-------- PÁGINA --------
La impotència absoluta.






Si hay tantos actores políticos incapaces de llegar a los acuerdos necesarios es porque han descubierto que resulta mucho más confortable gestionar la intransigencia que la cesión. Para algunos, los costes de no poder son más asumibles que los de poder a medias.

Administrar la impotencia exige menos que gestionar el poder, es decir, ese poder limitado y pactado, que es el único realmente disponible en una sociedad democrática. Es más fácil comunicar a los propios seguidores la impotencia que el poder, es decir, que los adversarios no nos dejan hacer nada (aunque, en realidad, lo que ocurre es que no nos dejan hacer todo) que hacerles saber que hemos conseguido poco y, por tanto, que hemos renunciado a mucho. El éxito de las negociaciones con el adversario (en la medida en que implican alguna cesión o renuncia) es más difícil de comunicar que su fracaso. Sobrellevamos mejor los límites externos que otros puedan imponernos para impedir que consigamos todo aquello a lo que aspiramos que los límites que deberíamos ponernos a nosotros mismos para conseguir parte de lo que deseamos.
-------- DATOS PROPORCIONADOS --------
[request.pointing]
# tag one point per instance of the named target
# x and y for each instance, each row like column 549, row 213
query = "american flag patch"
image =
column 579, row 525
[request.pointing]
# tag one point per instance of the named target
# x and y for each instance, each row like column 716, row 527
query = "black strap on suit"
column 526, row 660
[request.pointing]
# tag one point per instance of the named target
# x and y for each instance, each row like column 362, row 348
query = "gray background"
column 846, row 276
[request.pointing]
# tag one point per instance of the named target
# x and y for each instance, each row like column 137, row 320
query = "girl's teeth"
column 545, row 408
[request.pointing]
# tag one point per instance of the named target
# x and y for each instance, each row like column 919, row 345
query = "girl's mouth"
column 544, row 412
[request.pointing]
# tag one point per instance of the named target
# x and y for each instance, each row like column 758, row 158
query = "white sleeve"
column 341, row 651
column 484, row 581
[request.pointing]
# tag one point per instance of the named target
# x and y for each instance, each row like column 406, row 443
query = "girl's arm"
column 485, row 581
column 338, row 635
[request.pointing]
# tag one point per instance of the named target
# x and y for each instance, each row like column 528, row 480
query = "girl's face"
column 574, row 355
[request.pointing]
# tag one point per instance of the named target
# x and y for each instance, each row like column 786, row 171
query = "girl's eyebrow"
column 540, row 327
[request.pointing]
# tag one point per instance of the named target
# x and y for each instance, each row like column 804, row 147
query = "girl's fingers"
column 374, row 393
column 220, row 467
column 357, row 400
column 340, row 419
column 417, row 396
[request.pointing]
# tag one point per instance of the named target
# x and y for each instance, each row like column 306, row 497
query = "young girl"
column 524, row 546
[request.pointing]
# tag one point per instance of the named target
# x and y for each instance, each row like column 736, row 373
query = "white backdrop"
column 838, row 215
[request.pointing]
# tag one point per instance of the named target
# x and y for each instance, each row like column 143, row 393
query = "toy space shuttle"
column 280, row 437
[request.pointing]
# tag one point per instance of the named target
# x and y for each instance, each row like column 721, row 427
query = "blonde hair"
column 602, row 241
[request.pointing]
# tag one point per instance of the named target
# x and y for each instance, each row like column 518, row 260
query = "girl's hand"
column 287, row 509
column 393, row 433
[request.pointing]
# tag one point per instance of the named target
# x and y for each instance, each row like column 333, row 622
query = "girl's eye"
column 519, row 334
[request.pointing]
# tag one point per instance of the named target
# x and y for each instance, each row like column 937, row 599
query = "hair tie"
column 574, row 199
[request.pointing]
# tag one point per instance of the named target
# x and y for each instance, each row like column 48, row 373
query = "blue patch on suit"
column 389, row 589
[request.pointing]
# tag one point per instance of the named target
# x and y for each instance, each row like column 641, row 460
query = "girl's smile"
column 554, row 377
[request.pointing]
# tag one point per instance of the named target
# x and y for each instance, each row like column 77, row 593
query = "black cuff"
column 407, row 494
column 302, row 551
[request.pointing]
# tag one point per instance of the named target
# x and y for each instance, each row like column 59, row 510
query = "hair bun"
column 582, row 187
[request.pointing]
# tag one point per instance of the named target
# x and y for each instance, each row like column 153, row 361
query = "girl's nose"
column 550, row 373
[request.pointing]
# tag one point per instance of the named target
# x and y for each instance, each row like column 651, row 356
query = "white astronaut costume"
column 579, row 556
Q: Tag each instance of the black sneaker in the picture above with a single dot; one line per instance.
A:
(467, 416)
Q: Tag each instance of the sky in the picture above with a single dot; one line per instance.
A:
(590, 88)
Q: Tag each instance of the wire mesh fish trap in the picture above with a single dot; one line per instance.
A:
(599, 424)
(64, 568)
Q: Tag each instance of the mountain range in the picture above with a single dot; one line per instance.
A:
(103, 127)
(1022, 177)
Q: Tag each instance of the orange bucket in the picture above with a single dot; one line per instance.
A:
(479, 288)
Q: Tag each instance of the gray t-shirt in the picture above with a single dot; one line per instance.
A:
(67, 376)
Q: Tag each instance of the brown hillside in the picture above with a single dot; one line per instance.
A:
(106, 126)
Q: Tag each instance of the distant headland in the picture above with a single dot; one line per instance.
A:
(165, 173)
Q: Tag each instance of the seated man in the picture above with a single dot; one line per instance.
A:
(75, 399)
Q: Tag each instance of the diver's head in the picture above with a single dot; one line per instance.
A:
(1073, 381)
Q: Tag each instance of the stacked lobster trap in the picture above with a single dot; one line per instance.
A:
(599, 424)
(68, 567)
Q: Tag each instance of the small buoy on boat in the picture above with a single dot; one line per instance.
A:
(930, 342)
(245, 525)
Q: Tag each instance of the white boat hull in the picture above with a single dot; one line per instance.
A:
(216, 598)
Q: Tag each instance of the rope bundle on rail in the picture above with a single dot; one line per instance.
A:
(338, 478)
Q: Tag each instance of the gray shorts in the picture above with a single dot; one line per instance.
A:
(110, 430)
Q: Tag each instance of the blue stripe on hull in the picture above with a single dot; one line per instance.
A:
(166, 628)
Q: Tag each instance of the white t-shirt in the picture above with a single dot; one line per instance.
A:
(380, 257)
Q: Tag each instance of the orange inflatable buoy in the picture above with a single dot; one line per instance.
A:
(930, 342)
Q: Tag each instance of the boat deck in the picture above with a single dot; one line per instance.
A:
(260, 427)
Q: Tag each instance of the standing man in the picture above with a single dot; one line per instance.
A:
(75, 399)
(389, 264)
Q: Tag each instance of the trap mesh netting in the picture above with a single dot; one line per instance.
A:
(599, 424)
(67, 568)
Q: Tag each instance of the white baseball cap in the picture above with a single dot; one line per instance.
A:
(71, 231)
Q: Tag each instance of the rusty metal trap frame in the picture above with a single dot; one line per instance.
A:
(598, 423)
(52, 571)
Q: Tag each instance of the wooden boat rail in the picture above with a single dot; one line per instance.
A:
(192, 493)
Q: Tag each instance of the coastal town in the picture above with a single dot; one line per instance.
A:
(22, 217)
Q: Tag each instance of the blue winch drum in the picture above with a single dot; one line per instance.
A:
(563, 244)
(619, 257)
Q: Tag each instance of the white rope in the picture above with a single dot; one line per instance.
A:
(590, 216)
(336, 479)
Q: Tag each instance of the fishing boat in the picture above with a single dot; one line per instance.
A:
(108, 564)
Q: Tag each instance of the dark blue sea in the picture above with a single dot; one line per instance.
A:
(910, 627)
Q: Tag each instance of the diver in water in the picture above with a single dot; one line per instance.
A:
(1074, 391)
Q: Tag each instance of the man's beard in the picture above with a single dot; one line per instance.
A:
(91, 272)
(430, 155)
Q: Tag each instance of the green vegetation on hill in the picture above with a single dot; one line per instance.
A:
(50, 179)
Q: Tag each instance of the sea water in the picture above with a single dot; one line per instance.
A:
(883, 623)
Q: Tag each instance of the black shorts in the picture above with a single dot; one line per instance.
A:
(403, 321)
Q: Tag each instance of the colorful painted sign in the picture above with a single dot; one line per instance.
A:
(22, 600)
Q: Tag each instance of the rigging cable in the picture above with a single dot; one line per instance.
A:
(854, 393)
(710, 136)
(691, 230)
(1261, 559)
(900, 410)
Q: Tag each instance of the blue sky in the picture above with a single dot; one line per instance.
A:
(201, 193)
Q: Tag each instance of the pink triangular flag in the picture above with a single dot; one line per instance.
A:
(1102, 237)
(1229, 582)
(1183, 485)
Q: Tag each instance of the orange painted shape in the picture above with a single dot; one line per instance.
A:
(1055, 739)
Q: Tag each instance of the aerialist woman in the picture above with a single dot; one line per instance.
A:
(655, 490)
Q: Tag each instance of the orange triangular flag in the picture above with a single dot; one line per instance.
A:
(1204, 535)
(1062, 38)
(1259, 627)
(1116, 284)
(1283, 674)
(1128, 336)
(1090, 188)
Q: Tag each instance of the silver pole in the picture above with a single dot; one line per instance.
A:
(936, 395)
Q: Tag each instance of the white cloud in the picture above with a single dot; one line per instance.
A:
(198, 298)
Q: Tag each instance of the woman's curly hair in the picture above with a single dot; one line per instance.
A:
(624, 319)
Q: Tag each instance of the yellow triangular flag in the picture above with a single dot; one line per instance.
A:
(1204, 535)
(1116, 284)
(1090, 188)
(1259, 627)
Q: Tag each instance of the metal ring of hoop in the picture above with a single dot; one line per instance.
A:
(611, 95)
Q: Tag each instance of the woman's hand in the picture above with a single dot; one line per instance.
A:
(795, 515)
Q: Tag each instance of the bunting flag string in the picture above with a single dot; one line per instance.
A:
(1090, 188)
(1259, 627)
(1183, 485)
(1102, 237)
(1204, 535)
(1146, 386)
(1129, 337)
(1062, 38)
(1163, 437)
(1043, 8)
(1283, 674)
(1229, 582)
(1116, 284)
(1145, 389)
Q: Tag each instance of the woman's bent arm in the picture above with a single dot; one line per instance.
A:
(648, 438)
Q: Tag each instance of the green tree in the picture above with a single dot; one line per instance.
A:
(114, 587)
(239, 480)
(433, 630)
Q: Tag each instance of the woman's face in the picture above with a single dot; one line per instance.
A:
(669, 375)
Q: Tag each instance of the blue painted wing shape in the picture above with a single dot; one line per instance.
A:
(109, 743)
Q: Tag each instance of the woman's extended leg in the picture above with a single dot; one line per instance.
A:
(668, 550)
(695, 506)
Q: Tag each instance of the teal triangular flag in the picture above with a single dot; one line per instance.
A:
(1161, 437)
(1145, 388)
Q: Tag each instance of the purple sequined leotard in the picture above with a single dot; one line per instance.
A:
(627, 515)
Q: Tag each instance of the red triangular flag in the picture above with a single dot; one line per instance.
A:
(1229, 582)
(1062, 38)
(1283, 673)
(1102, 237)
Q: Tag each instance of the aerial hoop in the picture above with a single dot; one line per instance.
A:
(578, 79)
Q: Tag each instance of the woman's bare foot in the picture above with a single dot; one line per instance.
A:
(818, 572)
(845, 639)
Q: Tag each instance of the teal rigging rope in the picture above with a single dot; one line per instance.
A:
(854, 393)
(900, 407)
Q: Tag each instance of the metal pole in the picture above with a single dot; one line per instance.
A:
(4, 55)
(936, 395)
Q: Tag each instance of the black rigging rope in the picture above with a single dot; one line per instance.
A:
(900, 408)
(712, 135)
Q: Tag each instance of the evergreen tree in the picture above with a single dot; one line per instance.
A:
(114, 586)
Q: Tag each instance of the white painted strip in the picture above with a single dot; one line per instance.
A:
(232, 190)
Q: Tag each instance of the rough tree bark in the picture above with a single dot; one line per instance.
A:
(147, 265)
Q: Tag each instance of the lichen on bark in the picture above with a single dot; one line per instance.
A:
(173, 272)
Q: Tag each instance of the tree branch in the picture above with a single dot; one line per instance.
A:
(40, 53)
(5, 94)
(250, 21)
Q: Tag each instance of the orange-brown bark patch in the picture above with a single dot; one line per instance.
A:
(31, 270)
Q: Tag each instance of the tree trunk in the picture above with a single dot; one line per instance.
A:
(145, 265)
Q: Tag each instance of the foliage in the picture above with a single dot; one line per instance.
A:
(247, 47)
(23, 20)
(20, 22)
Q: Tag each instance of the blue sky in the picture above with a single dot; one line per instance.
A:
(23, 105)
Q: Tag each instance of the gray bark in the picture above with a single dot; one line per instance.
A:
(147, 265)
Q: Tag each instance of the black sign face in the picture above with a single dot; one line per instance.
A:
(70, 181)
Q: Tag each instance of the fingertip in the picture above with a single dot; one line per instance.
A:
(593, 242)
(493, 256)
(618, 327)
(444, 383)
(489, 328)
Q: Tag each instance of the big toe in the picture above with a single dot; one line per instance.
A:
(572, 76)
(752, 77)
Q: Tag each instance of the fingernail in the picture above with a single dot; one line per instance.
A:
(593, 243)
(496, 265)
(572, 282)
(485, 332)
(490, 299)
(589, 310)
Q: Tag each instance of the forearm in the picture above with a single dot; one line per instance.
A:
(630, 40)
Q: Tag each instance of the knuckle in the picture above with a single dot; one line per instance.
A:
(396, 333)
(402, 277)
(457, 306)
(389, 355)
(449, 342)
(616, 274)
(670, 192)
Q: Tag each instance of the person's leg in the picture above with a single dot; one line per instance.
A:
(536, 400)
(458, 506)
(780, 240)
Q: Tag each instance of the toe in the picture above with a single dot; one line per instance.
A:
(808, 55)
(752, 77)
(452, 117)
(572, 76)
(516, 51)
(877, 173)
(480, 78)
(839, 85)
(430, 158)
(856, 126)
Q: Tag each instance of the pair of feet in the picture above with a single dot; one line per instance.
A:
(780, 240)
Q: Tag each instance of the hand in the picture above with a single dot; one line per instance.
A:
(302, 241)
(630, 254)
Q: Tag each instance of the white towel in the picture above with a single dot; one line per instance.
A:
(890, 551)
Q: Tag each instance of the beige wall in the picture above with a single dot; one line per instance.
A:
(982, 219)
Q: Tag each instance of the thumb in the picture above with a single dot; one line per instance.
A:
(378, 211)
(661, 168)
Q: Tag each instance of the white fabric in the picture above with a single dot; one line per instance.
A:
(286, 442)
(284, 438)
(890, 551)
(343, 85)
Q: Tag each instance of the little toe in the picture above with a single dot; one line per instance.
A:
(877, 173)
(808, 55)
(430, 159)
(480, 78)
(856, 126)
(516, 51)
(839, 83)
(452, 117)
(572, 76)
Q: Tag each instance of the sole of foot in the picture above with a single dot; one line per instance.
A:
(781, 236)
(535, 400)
--------
§ TAREAS
(1) Reproduce literalmente el pasaje del texto sobre la impotencia política que va desde "La impotència absoluta." hasta "poder a medias.".
(2) Convierte en una tabla Markdown, con las columnas "N.º" y "Línea", el tramo de los registros que va desde su comienzo hasta la línea que contiene "column 545, row 408", ambos extremos incluidos. Numera cada línea y omite las que estén en blanco.

§ RESPUESTAS
(1)
La impotència absoluta.






Si hay tantos actores políticos incapaces de llegar a los acuerdos necesarios es porque han descubierto que resulta mucho más confortable gestionar la intransigencia que la cesión. Para algunos, los costes de no poder son más asumibles que los de poder a medias.

(2)
| N.º | Línea |
|---|---|
| 1 | [request.pointing] |
| 2 | # tag one point per instance of the named target |
| 3 | # x and y for each instance, each row like column 549, row 213 |
| 4 | query = "american flag patch" |
| 5 | image = |
| 6 | column 579, row 525 |
| 7 | [request.pointing] |
| 8 | # tag one point per instance of the named target |
| 9 | # x and y for each instance, each row like column 716, row 527 |
| 10 | query = "black strap on suit" |
| 11 | column 526, row 660 |
| 12 | [request.pointing] |
| 13 | # tag one point per instance of the named target |
| 14 | # x and y for each instance, each row like column 362, row 348 |
| 15 | query = "gray background" |
| 16 | column 846, row 276 |
| 17 | [request.pointing] |
| 18 | # tag one point per instance of the named target |
| 19 | # x and y for each instance, each row like column 137, row 320 |
| 20 | query = "girl's teeth" |
| 21 | column 545, row 408 |